__PROBLEM TO SOLVE__.
Write out the material below again, unchanged.

*** SUPPLIED DATA ***

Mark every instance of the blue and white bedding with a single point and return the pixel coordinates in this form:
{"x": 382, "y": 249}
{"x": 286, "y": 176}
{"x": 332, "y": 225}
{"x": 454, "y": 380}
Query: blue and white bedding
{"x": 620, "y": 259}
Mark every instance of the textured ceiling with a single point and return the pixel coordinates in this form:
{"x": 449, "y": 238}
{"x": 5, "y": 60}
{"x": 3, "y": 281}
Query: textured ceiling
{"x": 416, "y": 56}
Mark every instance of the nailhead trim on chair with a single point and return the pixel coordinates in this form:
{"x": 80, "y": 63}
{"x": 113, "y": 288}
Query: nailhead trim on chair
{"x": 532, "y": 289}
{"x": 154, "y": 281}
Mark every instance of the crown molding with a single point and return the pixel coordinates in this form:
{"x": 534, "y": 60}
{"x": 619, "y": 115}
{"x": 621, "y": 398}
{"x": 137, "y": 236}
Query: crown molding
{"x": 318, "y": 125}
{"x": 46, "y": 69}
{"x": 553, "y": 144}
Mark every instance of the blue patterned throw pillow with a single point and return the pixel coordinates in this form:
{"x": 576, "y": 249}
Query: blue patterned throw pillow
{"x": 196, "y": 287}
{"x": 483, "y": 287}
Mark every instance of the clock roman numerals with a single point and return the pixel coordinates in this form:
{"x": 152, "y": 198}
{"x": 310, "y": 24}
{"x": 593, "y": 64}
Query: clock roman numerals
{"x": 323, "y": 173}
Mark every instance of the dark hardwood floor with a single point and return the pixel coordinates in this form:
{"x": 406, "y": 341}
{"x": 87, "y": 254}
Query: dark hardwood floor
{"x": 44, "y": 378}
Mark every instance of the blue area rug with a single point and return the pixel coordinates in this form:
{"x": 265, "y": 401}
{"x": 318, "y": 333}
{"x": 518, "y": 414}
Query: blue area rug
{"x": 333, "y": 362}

***

__SOLVED PROBLEM__.
Mark every instance of the blue and white bedding with a single point and return the pixel coordinates in this form:
{"x": 382, "y": 249}
{"x": 286, "y": 176}
{"x": 332, "y": 225}
{"x": 454, "y": 380}
Query: blue and white bedding
{"x": 620, "y": 259}
Mark every instance of the textured ceiling with a single point and return the pixel coordinates in this form:
{"x": 449, "y": 238}
{"x": 5, "y": 60}
{"x": 3, "y": 281}
Query: textured ceiling
{"x": 416, "y": 56}
Mark every instance of the nailhead trim on chair with a single point and return the pixel coordinates in this form:
{"x": 80, "y": 63}
{"x": 113, "y": 288}
Query: nailhead trim on chair
{"x": 532, "y": 289}
{"x": 154, "y": 281}
Mark every instance of the crown molding with a single point and return the pixel coordinates in this form:
{"x": 534, "y": 60}
{"x": 619, "y": 115}
{"x": 621, "y": 398}
{"x": 137, "y": 236}
Query: crown molding
{"x": 318, "y": 125}
{"x": 46, "y": 69}
{"x": 553, "y": 144}
Mark every instance of the blue patterned throw pillow with a single point and return the pixel coordinates in this form:
{"x": 576, "y": 249}
Query: blue patterned throw pillow
{"x": 196, "y": 287}
{"x": 483, "y": 287}
Mark every instance of the clock roman numerals with a single point and return the pixel coordinates in this form:
{"x": 152, "y": 198}
{"x": 310, "y": 24}
{"x": 593, "y": 64}
Query: clock roman numerals
{"x": 323, "y": 173}
Mark every instance of the dark hardwood floor with a single point and return the pixel coordinates in this form:
{"x": 406, "y": 341}
{"x": 87, "y": 254}
Query: dark hardwood floor
{"x": 44, "y": 378}
Mark every instance of the blue area rug with a single point and return the pixel coordinates in this form:
{"x": 265, "y": 401}
{"x": 318, "y": 333}
{"x": 518, "y": 414}
Query: blue area rug
{"x": 333, "y": 362}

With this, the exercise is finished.